### Set exercise
Copy the material below word for word, changing nothing.

═══ Given records ═══

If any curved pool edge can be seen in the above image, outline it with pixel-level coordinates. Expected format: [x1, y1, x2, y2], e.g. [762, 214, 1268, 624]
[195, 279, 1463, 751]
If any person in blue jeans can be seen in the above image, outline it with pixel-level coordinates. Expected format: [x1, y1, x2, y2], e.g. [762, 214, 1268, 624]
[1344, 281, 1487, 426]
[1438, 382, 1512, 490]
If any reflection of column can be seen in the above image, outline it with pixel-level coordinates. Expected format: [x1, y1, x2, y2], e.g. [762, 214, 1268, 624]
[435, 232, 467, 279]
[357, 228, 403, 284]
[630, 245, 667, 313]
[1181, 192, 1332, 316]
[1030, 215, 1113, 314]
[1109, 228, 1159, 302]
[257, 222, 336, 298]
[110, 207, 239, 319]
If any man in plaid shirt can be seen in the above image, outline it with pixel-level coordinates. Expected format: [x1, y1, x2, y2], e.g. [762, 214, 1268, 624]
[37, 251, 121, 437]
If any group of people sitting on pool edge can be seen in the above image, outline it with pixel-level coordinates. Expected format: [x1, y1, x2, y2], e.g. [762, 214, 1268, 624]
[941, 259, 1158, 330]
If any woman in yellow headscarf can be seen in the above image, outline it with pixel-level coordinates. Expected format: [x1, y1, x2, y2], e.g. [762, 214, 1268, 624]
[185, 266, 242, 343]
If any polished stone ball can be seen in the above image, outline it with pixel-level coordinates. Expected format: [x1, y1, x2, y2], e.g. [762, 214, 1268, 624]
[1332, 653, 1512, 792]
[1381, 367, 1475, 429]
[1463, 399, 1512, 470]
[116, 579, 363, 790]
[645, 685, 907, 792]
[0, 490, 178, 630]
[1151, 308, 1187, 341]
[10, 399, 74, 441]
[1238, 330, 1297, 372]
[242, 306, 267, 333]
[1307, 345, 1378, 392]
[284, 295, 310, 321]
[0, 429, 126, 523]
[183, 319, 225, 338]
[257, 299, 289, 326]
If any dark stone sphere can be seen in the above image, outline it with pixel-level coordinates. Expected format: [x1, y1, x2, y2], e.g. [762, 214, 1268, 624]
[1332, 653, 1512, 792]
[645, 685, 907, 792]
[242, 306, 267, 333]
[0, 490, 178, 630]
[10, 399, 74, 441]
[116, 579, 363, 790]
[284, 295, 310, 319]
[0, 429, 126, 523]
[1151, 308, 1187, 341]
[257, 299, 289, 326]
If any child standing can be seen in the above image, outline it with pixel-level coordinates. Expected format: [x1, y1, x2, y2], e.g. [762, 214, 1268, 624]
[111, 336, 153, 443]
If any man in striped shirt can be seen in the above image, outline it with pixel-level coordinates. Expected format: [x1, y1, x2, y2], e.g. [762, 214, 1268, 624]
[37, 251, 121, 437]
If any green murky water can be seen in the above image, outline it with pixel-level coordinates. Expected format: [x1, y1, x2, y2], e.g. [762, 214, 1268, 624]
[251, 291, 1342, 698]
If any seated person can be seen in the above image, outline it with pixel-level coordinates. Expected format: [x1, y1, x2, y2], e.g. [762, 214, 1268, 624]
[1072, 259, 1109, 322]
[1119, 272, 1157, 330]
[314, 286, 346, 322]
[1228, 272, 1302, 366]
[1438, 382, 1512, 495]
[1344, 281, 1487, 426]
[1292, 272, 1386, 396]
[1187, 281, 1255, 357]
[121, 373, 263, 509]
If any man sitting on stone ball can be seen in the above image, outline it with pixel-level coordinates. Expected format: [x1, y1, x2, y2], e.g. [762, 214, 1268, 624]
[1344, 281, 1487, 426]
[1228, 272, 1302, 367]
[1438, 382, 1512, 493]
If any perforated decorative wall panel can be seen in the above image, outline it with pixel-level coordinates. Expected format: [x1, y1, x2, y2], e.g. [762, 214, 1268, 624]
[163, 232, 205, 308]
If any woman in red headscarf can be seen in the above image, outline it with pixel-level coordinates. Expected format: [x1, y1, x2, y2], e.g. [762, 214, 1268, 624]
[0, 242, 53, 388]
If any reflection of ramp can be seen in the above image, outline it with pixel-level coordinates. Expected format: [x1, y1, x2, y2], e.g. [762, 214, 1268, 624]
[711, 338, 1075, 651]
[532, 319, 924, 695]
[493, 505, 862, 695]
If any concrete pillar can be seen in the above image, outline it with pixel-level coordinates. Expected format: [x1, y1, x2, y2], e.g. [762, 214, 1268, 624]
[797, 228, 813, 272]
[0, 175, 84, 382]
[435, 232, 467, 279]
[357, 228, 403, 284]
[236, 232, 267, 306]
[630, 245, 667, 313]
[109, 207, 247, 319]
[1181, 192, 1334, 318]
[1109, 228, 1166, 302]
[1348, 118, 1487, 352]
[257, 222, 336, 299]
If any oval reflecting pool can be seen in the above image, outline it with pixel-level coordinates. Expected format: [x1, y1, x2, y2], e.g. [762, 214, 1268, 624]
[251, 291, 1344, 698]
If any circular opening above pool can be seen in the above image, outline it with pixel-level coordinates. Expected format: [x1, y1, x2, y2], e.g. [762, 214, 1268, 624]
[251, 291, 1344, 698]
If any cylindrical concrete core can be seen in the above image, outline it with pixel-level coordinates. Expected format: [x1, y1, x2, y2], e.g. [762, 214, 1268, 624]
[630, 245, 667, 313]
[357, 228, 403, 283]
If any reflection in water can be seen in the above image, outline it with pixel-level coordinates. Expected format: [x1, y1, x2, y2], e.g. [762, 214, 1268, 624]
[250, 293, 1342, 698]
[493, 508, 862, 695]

═══

### Task response
If any curved pool edge can be seen in the above image, outline it with pixel-level coordinates. Expected format: [x1, y1, x2, y2], e.g. [762, 214, 1268, 624]
[195, 279, 1463, 751]
If any person in blue jeans can be seen in the above image, outline it with pixel-level coordinates. Expected format: [x1, y1, x2, y2], e.g. [762, 214, 1268, 624]
[1344, 281, 1487, 426]
[1438, 382, 1512, 490]
If any reflection of column can be seen in the above image, outline it with pixel-level coordinates. Expected format: [x1, y1, x2, y2], e.g. [762, 214, 1268, 624]
[435, 232, 467, 279]
[357, 228, 403, 284]
[630, 245, 667, 313]
[1181, 192, 1332, 316]
[1030, 215, 1113, 314]
[1109, 228, 1159, 302]
[257, 222, 336, 298]
[110, 207, 239, 319]
If any man in plaid shirt can be seen in the above image, outline it with pixel-level coordinates. Expected format: [x1, y1, x2, y2], e.g. [762, 214, 1268, 624]
[37, 251, 121, 437]
If any group of people sitting on pool edge can be seen in the above image, outline it with pixel-level coordinates. Expected format: [x1, y1, x2, y2], e.g. [762, 214, 1268, 624]
[941, 259, 1158, 330]
If any woman in yellow headscarf can be seen in the above image, outline it with pixel-level coordinates. Expected format: [x1, y1, x2, y2], e.g. [762, 214, 1268, 624]
[185, 266, 242, 343]
If any polished stone ball can be seen in the above image, outline it with pixel-level coordinates. Expected format: [x1, y1, x2, y2], e.g. [762, 214, 1268, 624]
[1332, 653, 1512, 792]
[1381, 367, 1475, 429]
[1463, 399, 1512, 470]
[116, 579, 363, 790]
[645, 685, 907, 792]
[0, 490, 178, 630]
[1151, 308, 1187, 341]
[10, 399, 74, 441]
[1238, 330, 1297, 372]
[242, 306, 267, 333]
[1307, 345, 1378, 392]
[284, 295, 310, 321]
[0, 429, 126, 523]
[183, 319, 225, 338]
[257, 299, 289, 326]
If any dark stone sphere can be seen in the above image, outline it with pixel-level coordinates. Expected format: [x1, y1, x2, y2], e.g. [762, 214, 1268, 624]
[1332, 653, 1512, 792]
[645, 685, 907, 792]
[242, 306, 267, 333]
[0, 490, 178, 630]
[10, 399, 74, 441]
[116, 579, 363, 790]
[284, 295, 310, 319]
[0, 429, 126, 523]
[1151, 308, 1187, 341]
[257, 299, 289, 326]
If any child standing can be seen in the above image, outline it with pixel-level coordinates. Expected format: [x1, y1, x2, y2], e.g. [762, 214, 1268, 624]
[111, 336, 153, 443]
If any man in striped shirt can be seen in the above image, outline it with pixel-level coordinates. Expected format: [x1, y1, x2, y2], e.g. [762, 214, 1268, 624]
[37, 251, 121, 437]
If any green murky water can be seen in the above image, outline it with pixel-level coordinates. Expected format: [x1, y1, x2, y2], e.g. [762, 214, 1268, 624]
[251, 291, 1342, 698]
If any seated person can be seen in the above image, outline it with pixel-level coordinates. Expected format: [x1, y1, x2, y2], e.g. [762, 214, 1268, 624]
[1072, 259, 1109, 322]
[1119, 272, 1157, 330]
[314, 286, 346, 322]
[1228, 272, 1302, 366]
[1438, 382, 1512, 495]
[1344, 281, 1487, 426]
[1292, 272, 1386, 396]
[1187, 281, 1255, 357]
[121, 373, 263, 509]
If any man sitting on stone ball can be seen in the above image, outline it with pixel-level coordinates. Expected format: [x1, y1, x2, y2], e.g. [762, 214, 1268, 624]
[1344, 281, 1487, 426]
[1228, 272, 1302, 367]
[1438, 382, 1512, 493]
If any perforated decorative wall panel can be seen in the above image, outline it with pixel-level coordinates. Expected format: [x1, y1, x2, y2], e.g. [762, 214, 1268, 624]
[163, 232, 205, 308]
If any woman in red headscarf can be seen in the above image, outline it with pixel-level coordinates. Expected format: [x1, y1, x2, y2], e.g. [762, 214, 1268, 624]
[0, 242, 53, 388]
If any reflection of ramp can be seen in the above image, outline it with pixel-level coordinates. Expected format: [x1, y1, x2, y2], e.g. [762, 214, 1268, 624]
[711, 338, 1075, 651]
[532, 319, 924, 695]
[493, 505, 862, 695]
If any concrete pillar can be seen in the above image, outline it with pixel-level coordinates. Expected format: [x1, y1, x2, y2], e.g. [762, 214, 1268, 624]
[797, 228, 813, 272]
[0, 175, 84, 382]
[435, 232, 467, 279]
[357, 228, 403, 284]
[236, 232, 267, 306]
[630, 245, 667, 313]
[109, 207, 247, 319]
[1181, 192, 1334, 318]
[1109, 228, 1166, 302]
[1348, 118, 1487, 352]
[257, 222, 336, 299]
If any oval reflecting pool can be seen in the above image, outline it with pixel-level coordinates. Expected format: [x1, y1, x2, y2], e.g. [762, 214, 1268, 624]
[251, 291, 1344, 698]
If any circular opening above pool can be seen in the above image, outline it with pixel-level coordinates. Expected format: [x1, y1, x2, y2], e.g. [762, 214, 1268, 624]
[251, 291, 1344, 698]
If any cylindrical concrete core can be seen in the above image, outline it with pixel-level coordinates. Expected format: [x1, y1, x2, y2], e.g. [762, 214, 1268, 624]
[630, 245, 667, 313]
[357, 228, 403, 283]
If any reflection in water can be seen in the above image, outline it with pixel-level coordinates. Expected format: [x1, y1, x2, y2], e.g. [762, 214, 1268, 624]
[250, 293, 1342, 698]
[493, 508, 862, 695]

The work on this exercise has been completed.